(Dataset items)
################

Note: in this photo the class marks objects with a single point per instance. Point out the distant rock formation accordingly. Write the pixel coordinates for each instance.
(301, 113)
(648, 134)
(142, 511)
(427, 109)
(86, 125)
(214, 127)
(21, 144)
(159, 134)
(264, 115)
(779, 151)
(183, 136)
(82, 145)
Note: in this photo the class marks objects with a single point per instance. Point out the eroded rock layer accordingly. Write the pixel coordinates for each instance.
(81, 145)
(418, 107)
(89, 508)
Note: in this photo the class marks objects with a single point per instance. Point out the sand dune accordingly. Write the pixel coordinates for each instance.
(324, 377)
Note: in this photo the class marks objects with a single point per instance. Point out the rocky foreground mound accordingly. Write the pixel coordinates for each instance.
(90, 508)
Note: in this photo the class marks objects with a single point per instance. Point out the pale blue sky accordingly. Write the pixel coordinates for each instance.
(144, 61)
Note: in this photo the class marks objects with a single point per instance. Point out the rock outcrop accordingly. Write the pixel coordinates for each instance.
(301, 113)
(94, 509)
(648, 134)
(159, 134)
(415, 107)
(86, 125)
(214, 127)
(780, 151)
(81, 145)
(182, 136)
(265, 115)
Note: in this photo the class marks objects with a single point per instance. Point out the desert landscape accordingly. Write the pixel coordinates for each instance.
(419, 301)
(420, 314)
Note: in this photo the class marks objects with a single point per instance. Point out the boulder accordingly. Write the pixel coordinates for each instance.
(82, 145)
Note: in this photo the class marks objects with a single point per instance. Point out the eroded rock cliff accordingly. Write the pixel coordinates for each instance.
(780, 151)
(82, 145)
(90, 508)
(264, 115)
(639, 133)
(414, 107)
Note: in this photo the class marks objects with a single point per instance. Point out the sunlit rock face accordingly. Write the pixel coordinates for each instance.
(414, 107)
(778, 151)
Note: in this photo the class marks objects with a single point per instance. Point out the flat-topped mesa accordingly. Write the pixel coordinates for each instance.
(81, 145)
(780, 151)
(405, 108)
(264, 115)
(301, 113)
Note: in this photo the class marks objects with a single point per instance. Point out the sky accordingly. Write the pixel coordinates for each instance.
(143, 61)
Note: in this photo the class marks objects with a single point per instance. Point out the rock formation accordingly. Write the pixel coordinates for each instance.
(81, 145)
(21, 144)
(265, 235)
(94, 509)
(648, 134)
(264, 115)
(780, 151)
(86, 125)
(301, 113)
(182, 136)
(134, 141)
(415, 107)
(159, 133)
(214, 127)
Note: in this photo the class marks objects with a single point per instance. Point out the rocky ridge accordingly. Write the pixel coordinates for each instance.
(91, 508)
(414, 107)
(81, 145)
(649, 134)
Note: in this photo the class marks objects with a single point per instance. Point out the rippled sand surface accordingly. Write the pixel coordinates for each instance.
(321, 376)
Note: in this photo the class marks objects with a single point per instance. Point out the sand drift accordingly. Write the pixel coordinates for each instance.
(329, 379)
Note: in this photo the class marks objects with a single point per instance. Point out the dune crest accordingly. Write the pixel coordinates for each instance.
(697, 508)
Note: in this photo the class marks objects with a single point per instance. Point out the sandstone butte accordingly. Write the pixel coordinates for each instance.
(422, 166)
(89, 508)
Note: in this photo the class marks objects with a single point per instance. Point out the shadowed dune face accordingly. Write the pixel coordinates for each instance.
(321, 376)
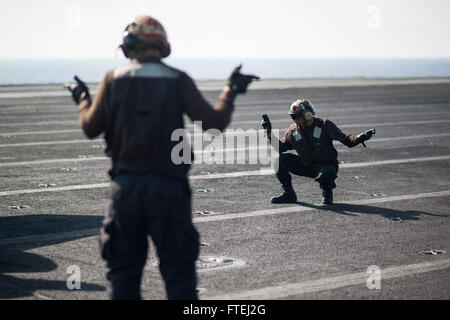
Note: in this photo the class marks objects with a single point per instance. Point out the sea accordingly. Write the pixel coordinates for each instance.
(24, 72)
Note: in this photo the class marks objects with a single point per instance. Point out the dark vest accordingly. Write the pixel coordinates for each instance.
(316, 148)
(144, 110)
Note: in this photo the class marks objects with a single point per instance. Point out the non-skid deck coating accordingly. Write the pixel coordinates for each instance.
(392, 200)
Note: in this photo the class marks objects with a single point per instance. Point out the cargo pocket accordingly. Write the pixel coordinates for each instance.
(106, 239)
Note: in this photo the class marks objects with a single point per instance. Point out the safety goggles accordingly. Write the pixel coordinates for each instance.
(296, 116)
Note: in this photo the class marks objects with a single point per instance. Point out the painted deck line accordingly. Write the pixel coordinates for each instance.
(226, 134)
(358, 278)
(219, 217)
(261, 172)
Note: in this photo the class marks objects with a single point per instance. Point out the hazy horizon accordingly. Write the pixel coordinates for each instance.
(203, 29)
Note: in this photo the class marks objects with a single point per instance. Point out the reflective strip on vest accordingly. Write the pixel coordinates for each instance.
(145, 70)
(317, 132)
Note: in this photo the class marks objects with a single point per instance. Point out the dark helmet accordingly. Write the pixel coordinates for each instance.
(145, 32)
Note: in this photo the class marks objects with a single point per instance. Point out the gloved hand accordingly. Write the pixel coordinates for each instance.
(239, 82)
(362, 137)
(266, 124)
(79, 91)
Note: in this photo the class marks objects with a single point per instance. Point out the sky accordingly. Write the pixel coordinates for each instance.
(91, 29)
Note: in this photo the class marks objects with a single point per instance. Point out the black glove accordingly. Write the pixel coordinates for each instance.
(266, 124)
(79, 91)
(362, 137)
(239, 82)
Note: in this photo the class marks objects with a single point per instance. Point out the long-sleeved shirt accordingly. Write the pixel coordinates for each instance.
(315, 143)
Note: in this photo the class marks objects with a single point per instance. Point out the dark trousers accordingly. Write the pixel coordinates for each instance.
(289, 163)
(142, 205)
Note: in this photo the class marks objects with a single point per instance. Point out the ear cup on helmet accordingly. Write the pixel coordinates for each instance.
(307, 115)
(129, 40)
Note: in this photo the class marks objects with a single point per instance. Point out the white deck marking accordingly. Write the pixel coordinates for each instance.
(299, 208)
(260, 172)
(222, 217)
(229, 132)
(358, 278)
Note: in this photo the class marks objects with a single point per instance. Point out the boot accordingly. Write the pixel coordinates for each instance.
(327, 196)
(288, 196)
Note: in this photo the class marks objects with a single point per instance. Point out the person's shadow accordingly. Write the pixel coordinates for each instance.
(355, 209)
(15, 259)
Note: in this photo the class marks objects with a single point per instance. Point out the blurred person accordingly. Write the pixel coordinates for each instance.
(137, 107)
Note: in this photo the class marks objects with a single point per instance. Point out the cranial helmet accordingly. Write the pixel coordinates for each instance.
(302, 108)
(145, 32)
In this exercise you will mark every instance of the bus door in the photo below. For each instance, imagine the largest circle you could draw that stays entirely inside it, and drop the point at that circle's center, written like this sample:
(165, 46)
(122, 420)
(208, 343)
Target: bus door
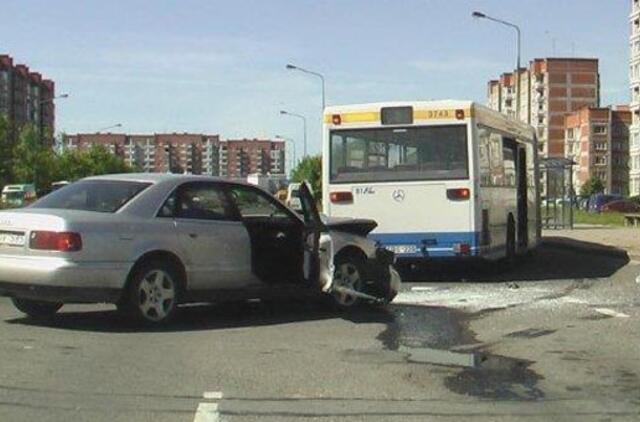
(516, 155)
(521, 184)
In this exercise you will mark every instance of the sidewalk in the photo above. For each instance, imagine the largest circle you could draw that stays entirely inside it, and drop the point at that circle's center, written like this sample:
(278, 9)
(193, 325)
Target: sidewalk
(619, 237)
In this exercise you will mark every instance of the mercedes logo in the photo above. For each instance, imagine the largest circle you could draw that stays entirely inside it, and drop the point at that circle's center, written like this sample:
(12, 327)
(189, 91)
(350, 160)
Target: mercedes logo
(398, 195)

################

§ **Work required**
Give the entries above again, exactly as written and free of images.

§ **Reply to the task**
Note: in this photo the class marks objects with a single point per instance. Point out the distant rock formation accordingly. Write the pixel coordinates for each instance.
(301, 113)
(648, 134)
(142, 511)
(427, 109)
(86, 125)
(214, 127)
(21, 144)
(159, 134)
(264, 115)
(779, 151)
(183, 136)
(82, 145)
Note: in this photo the class marks objects with a single point per instance. Point out the eroded rock layer accordingly. Write the pixel coordinates for each instance.
(81, 145)
(418, 107)
(89, 508)
Note: in this photo the class marks objects with a single point per instance. Point out the sand dune accordingly. Write the pixel coordinates for each instance.
(324, 377)
Note: in this photo the class marks objects with a single point per instance. Point out the rocky foreground mound accordingly. Write the pixel coordinates for each instance.
(90, 508)
Note: in this photo the class marks objects with a single point per instance. Point out the pale blue sky accordingly. Write the pixel coordinates for each instance.
(144, 61)
Note: in this photo the class marks objects with a single point per instance. Point out the rock outcrop accordingly. Write the pixel coordinates for each instance.
(301, 113)
(94, 509)
(648, 134)
(159, 134)
(415, 107)
(86, 125)
(214, 127)
(780, 151)
(81, 145)
(182, 136)
(265, 115)
Note: in this photo the class marks objects with a single point per instance. Point out the desert landscape accordingly. Write the pixel coordinates for each instance.
(419, 301)
(420, 314)
Note: in this photo the class marks objects with a single point per instance. Point out the boulder accordingly. Write the pixel coordinates for each instance.
(82, 145)
Note: in this photo the class marks objects with a single point per instance. Point out the eroded rock cliff accordingly. Write the pixel coordinates for each instance.
(780, 151)
(82, 145)
(90, 508)
(264, 115)
(639, 133)
(414, 107)
Note: in this photo the class marks objects with a single point per instance. Point out the sunlit rock face accordingly. Write the pixel coordinates for each instance.
(414, 107)
(778, 151)
Note: in this photo the class marks objects with a single point per instance. Point out the flat-topped mesa accordingly. Write the pixel coordinates for each instance.
(81, 145)
(780, 151)
(405, 108)
(264, 115)
(301, 113)
Note: in this photo the class marks objects with a single point per instance. Point out the sky accordingly. Write the pixel coordinates for each instance.
(143, 61)
Note: in this photo the class marks objects with a single point per instance. Point out the rock formation accordingly. Write the pixel coordinates for each instance.
(81, 145)
(21, 144)
(265, 235)
(94, 509)
(648, 134)
(264, 115)
(780, 151)
(86, 125)
(301, 113)
(182, 136)
(134, 141)
(415, 107)
(159, 133)
(214, 127)
Note: in this photo the class marks objects with a single point per instance. Point out the rocky ridge accordingly. Write the pixel coordinates for each instance.
(91, 508)
(414, 107)
(81, 145)
(649, 134)
Note: in this photo the class marks objects with a single point per instance. Point out the rippled sand surface accordingly. Write the pixel coordinates for each instance.
(321, 376)
Note: in this photo the class marks objects with a single point per instance. Point out the sand drift accordingly. Write the pixel coordinates for each instance.
(329, 379)
Note: in this photo the class marks objects with a single point per instance. Point out the dune crest accordingly. Write the pixel coordinates for each instance.
(697, 508)
Note: in this photo the class marks objects with a single point per instance. Point out the sandstone butte accordingly. Write the pixel coordinates for each instance.
(422, 166)
(89, 508)
Note: in this photo the class marks objects with a single point per instance. Point out the shadowed dune face accordingly. Write the pixel coordinates for each instance.
(321, 376)
Note: in this photo the class marks objects with a single point per instance. Point out the sea accordingly. Write the pixel coordinates for each instance.
(24, 72)
Note: in this photo the class marks objects with a single point per instance. Point out the dark vest accordingly. Write the pixel coordinates for each instance.
(316, 148)
(144, 110)
Note: in this photo the class marks objects with a single point per instance. Point out the non-skid deck coating accordingly. Write the pixel coordinates for each instance.
(392, 200)
Note: in this photo the class marks objects with a single point per instance. Point out the cargo pocket accordingly. Write the pixel coordinates for each instance.
(106, 239)
Note: in this photo the class marks objects with a single point per instance. Point out the safety goggles accordingly. Write the pixel coordinates for each instance.
(296, 116)
Note: in this photo the class marks objects with a single point per instance. Point out the painted deck line accordingly. Write the pixel coordinates for each instance.
(226, 134)
(358, 278)
(219, 217)
(261, 172)
Note: in this photo the class marks objects with a single point per instance. Point out the hazy horizon accordingly. Write the pixel coordinates for each instance.
(203, 29)
Note: in this photo the class marks objects with a single point per instance. Point out the reflective strip on vest accordingly. Write the pixel coordinates for each instance.
(145, 70)
(317, 132)
Note: in this photo the class marks objects with a single point per instance. Point out the dark helmet accordingly. Write the pixel coordinates for each instance.
(145, 32)
Note: in this photo the class marks objects with a single point per instance. Point out the gloved hand accordingly. Write the pixel coordinates for each instance.
(239, 82)
(362, 137)
(266, 124)
(79, 91)
Note: in this photo the class marks objects with a single point per instance. Point out the sky accordingly. Write the pixel coordinates for each instance.
(91, 29)
Note: in this photo the class marks objects with a single point per instance. Point out the black glove accordingly. Write the pixel coordinates for each instance.
(266, 124)
(79, 91)
(362, 137)
(239, 82)
Note: in this photo the class marks objects with a single point per instance. Point out the long-sleeved shirt accordingly. Write the pixel coordinates for each instance.
(315, 143)
Note: in this photo the class marks objects with a single point per instance. Point out the dark trousers accordingly. Write the pixel coordinates for each instance.
(289, 163)
(142, 205)
Note: in this photo the class marks objects with a single point per instance. Point out the ear cup on helmet accordingly. Write the pixel coordinates for each instance.
(307, 115)
(129, 40)
Note: in this photo the class marks objects with a single point per instance. Point out the white deck marking accordingly. Write the pixel coordinates for each instance.
(299, 208)
(260, 172)
(222, 217)
(229, 132)
(358, 278)
Note: in this photo the class marks objects with a single point per instance. Point out the boot accordingly. Write the pixel coordinates for each instance.
(327, 196)
(288, 196)
Note: in this photo the class marks objects with a single point per instance. Point out the person's shadow accordingly. Write the pixel coordinates for each instance.
(355, 209)
(15, 259)
Note: in this photo the class marks objects with a single point per instance. Point out the blurred person accordingly. Write the pixel coordinates for each instance.
(137, 107)
Note: in this photo the class marks objects with a single point per instance. Point out the cranial helmet accordingly. Write the pixel coordinates for each instance.
(302, 108)
(145, 32)
In this exercise you will mark every instance of the bus door in the photo below. For each instance, imagine the largest circle you could draw that stays entirely inside it, and drop the point at that circle's center, written like this sample:
(165, 46)
(122, 420)
(208, 343)
Target: bus door
(516, 155)
(521, 184)
In this exercise you will mark every instance of the sidewalk in the photo above. For each instance, imagine the largest circle you could draw that stays entirely inside it, and drop the point at that circle's center, written like this sample:
(278, 9)
(193, 325)
Target: sidewalk
(619, 237)
In this exercise you will mark every instance of the mercedes logo in the photo above. For each instance, imagine the largest circle you could draw that stays entirely inside it, and drop the point at that circle's center, written like this sample:
(12, 327)
(189, 91)
(350, 160)
Target: mercedes logo
(398, 195)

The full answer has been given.